### Your objective:
Send back the records in full, character for character.

### Stored data entries:
--------

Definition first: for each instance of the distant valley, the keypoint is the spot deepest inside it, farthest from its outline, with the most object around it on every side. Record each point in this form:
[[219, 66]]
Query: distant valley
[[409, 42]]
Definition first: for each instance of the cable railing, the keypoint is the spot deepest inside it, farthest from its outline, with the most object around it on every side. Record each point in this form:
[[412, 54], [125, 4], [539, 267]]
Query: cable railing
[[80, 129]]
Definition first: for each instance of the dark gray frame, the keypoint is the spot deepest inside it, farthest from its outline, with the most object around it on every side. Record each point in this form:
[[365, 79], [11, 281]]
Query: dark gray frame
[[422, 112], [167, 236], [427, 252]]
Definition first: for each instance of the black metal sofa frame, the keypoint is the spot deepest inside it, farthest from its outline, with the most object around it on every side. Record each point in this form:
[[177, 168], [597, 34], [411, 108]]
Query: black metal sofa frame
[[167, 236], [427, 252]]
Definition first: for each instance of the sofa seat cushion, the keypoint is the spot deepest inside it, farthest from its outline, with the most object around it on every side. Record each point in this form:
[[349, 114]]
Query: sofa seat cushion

--------

### Answer for the task:
Definition first: for each instance of the distant valley, the keypoint is the spot deepest inside it, farthest from its outline, with the most object around it on every side. Record each point in this form:
[[219, 66]]
Query: distant valley
[[409, 42]]
Definition first: for each instance of the cable railing, the keypoint is the spot deepest inside it, farthest from its outline, with the most object around it on every side. Record each point in this form:
[[412, 54], [125, 4], [539, 267]]
Query: cable railing
[[80, 129]]
Definition first: for each instance of the dark gray frame, the keypoint is the spot deepest inside it, farthest from its outline, with the most object around it on every side. Record each point in this form:
[[365, 79], [11, 281]]
Query: dark gray frame
[[422, 112], [167, 236], [427, 252]]
Definition first: for each instance of the black metal sofa frame, the keypoint is the spot deepest inside it, farthest from its outline, with the most object around it on every side. Record each point in this form:
[[177, 168], [597, 34], [411, 108]]
Query: black metal sofa frame
[[167, 236], [427, 252]]
Definition first: for each instance of the sofa seat cushion, the keypoint is the spot deepest inside it, farthest from its outline, with the most object around it on every side. Record each point in this form:
[[349, 114]]
Query: sofa seat cushion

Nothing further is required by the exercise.